REQUIRED WORK>
1. Sum up the opinion piece on Florida's budget in two sentences.
2. Reproduce the part of the opinion piece on Florida's budget starting at "Irvin, Shepherd, and" and ending at "them to confess.".

SOURCE PASSAGE>
By Diane Roberts
Florida has a budget.
Finally.
It is not, however, a thing of beauty.
There’s $725,000 for an “education” company connected to former Florida Man and current ambassador to Israel Mike Huckabee for materials preaching anti-communism.
Propaganda, in other words. This outfit also produces lessons called “The Kids’ Guide to How the Bible Built America.”
There’s $78 million for projects that will likely enrich big campaign donors’ businesses, including shiny new sports facilities, road-widenings and ramp-construction, high tech police equipment and AI “interview” platforms so state agencies won’t have to actually speak to job applicants.
You, ordinary citizen, get a three-year tax break on tickets to the Miami Open Tennis Tournament, and a four-month tax break on gun silencers.
I know you’re excited.
Farmers and ranchers certainly are: The Legislature has earmarked $425 million for them to not develop their land.
But there’s no money for Florida Forever, even though a mere three years ago legislators committed to spending $100 million on conservation lands.
By now, Floridians are all too familiar with our Legislature’s misplaced priorities, posturing, point-scoring, hissy fit-pitching, and fiscal profligacy.
So, it may come as a surprise to hear they’ve actually done something good.
Really good.
At almost the last possible minute, the House and Senate agreed to appropriate $4 million to compensate the families of the four young Black men known as the Groveland Boys, victims of historic racial injustice.
On July 16, 1949, 17-year-old Norma Padgett and her husband Willie claimed they were waylaid on a deserted Lake County road by Walter Irvin, Charles Greenlee, Samuel Shepherd, and Ernest Thomas. The Padgetts accused the four of roughing up Willie and taking turns raping Norma.
Lake County Sheriff Willis McCall was soon in hot pursuit, accompanied by a large posse of white men.
Farce
Thomas initially escaped to Madison County, but the mob caught up with him and shot him 400 times.
Irvin, Shepherd, and Greenlee were arrested and chained to pipes in the county jail where officers beat and tortured them, trying to force them to confess.

Dataset entries:
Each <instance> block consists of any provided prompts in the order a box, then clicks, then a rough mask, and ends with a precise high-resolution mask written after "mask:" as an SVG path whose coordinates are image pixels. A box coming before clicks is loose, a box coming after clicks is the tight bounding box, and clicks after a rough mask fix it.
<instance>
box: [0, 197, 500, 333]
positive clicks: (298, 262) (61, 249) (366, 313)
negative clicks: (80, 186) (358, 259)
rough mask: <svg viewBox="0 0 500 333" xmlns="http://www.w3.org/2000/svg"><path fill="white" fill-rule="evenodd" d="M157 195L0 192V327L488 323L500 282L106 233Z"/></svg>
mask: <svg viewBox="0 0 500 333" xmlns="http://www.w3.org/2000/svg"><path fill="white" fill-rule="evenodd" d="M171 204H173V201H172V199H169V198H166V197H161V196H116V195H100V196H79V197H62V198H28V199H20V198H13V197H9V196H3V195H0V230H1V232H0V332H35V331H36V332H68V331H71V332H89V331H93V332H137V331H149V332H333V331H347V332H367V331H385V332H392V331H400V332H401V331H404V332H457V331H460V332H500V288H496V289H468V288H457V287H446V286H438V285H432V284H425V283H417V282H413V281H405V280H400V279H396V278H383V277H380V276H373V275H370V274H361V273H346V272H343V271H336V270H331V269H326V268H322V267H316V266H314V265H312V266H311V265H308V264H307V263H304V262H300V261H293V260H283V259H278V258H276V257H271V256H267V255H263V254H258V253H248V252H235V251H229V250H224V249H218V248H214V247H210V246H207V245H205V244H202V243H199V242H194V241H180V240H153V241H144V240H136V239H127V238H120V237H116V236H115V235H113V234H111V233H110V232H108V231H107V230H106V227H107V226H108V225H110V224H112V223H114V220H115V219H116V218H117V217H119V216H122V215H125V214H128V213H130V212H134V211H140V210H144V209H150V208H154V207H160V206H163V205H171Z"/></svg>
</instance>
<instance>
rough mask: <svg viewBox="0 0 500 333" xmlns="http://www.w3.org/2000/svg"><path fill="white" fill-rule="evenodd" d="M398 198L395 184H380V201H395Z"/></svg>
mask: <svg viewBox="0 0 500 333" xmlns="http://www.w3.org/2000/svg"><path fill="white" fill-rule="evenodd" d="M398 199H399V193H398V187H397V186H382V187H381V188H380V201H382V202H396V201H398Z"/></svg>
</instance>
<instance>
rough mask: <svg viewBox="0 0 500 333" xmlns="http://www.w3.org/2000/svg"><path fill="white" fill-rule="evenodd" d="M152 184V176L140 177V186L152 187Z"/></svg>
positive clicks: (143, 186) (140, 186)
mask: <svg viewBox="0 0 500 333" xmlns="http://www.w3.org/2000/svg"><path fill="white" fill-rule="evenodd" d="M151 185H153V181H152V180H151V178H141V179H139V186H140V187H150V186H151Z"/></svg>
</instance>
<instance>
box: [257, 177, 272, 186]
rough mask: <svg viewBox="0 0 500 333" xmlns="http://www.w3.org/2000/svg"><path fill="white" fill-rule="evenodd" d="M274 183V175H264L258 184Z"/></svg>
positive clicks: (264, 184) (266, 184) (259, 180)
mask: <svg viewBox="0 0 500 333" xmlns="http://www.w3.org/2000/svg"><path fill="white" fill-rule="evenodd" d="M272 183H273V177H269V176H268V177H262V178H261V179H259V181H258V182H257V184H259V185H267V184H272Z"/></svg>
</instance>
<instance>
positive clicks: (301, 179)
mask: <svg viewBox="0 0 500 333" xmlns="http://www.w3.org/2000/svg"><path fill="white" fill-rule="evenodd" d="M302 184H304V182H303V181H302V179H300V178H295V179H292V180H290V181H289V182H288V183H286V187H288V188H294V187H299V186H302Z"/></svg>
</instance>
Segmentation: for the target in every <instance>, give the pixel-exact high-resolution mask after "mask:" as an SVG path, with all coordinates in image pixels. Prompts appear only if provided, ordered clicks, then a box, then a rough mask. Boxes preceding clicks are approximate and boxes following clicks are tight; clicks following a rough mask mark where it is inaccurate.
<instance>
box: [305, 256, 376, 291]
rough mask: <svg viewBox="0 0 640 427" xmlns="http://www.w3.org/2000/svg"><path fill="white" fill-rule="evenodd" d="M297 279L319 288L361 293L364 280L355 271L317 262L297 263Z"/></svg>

EXPECTED OUTPUTS>
1. Florida's new budget, which the piece says is not a thing of beauty, includes $725,000 for an anti-communism "education" company connected to Mike Huckabee and $78 million for projects likely to enrich big campaign donors' businesses, while giving no money to Florida Forever. The Legislature did something good, though, by agreeing to appropriate $4 million to compensate the families of the Groveland Boys, four young Black men who were victims of historic racial injustice after being accused in 1949 of attacking a couple on a Lake County road.

2.
Irvin, Shepherd, and Greenlee were arrested and chained to pipes in the county jail where officers beat and tortured them, trying to force them to confess.